Extract provided START

- Born: Theodore Roosevelt Antrum 1903–1910 (uncertain) Possibly Hodges, South Carolina, United States
- Died: May 21, 1948 Charlotte, North Carolina, United States
- Genres: Piedmont blues; Blues;
- Instrument: vocals;

= Roosevelt Antrim =

American blues musician

Theodore Roosevelt Antrum (1903–10 – May 21, 1948) was an American blues musician from South Carolina, United States. Little is known of his life.

Antrum was possibly born in Hodges, South Carolina, United States. His exact birth date is unknown, and was speculated by census records to be as early as 1903 and as late as 1910. Antrim recorded four songs for Bluebird Records in Charlotte, North Carolina, in 1937. Three of the records are Twelve-bar blues songs, and one is a Piedmont blues song, possibly influenced by contemporary North Carolina musician Blind Boy Fuller. It is unknown whether Antrim played the guitar on any of the records.

Extract provided END
Supplied information START

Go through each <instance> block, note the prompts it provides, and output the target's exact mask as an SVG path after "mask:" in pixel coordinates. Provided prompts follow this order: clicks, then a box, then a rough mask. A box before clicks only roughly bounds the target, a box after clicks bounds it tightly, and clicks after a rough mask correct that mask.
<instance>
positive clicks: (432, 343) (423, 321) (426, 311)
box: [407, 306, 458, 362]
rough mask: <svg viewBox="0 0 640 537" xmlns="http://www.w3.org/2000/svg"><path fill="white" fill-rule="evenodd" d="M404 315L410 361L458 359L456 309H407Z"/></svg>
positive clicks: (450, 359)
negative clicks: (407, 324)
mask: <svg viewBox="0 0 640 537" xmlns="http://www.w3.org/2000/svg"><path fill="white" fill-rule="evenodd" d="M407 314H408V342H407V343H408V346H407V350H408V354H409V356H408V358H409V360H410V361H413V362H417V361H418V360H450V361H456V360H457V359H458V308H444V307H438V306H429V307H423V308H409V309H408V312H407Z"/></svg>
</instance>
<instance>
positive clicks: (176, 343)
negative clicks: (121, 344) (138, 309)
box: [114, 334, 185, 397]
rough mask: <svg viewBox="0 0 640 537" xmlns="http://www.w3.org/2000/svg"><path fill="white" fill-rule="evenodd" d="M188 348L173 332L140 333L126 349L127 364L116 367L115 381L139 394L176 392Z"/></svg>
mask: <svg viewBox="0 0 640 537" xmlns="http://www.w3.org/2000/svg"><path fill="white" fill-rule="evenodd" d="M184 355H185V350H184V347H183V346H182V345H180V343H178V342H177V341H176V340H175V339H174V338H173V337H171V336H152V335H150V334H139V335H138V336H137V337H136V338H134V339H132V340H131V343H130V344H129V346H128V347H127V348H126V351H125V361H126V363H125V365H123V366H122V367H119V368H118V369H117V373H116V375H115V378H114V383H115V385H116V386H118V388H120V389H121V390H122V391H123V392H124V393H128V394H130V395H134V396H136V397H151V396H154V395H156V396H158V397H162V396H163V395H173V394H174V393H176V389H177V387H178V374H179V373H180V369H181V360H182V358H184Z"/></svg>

Supplied information END

## Problems to work on
a: Duplicate the part of the Roosevelt Antrim biography between "Antrum was possibly" and "of the records.", inclusive.
b: Give the lines of the records from the one holding "348L173 332L140 333L126" through the final line of the records, inclusive, as a Markdown table with columns n and Line, leaving out blank lines.
The biography and the records have no connection to each other.

## Solved problems
a:
Antrum was possibly born in Hodges, South Carolina, United States. His exact birth date is unknown, and was speculated by census records to be as early as 1903 and as late as 1910. Antrim recorded four songs for Bluebird Records in Charlotte, North Carolina, in 1937. Three of the records are Twelve-bar blues songs, and one is a Piedmont blues song, possibly influenced by contemporary North Carolina musician Blind Boy Fuller. It is unknown whether Antrim played the guitar on any of the records.

b:
| n | Line |
|---|---|
| 1 | rough mask: <svg viewBox="0 0 640 537" xmlns="http://www.w3.org/2000/svg"><path fill="white" fill-rule="evenodd" d="M188 348L173 332L140 333L126 349L127 364L116 367L115 381L139 394L176 392Z"/></svg> |
| 2 | mask: <svg viewBox="0 0 640 537" xmlns="http://www.w3.org/2000/svg"><path fill="white" fill-rule="evenodd" d="M184 355H185V350H184V347H183V346H182V345H180V343H178V342H177V341H176V340H175V339H174V338H173V337H171V336H152V335H150V334H139V335H138V336H137V337H136V338H134V339H132V340H131V343H130V344H129V346H128V347H127V348H126V351H125V361H126V363H125V365H123V366H122V367H119V368H118V369H117V373H116V375H115V378H114V383H115V385H116V386H118V388H120V389H121V390H122V391H123V392H124V393H128V394H130V395H134V396H136V397H151V396H154V395H156V396H158V397H162V396H163V395H173V394H174V393H176V389H177V387H178V374H179V373H180V369H181V360H182V358H184Z"/></svg> |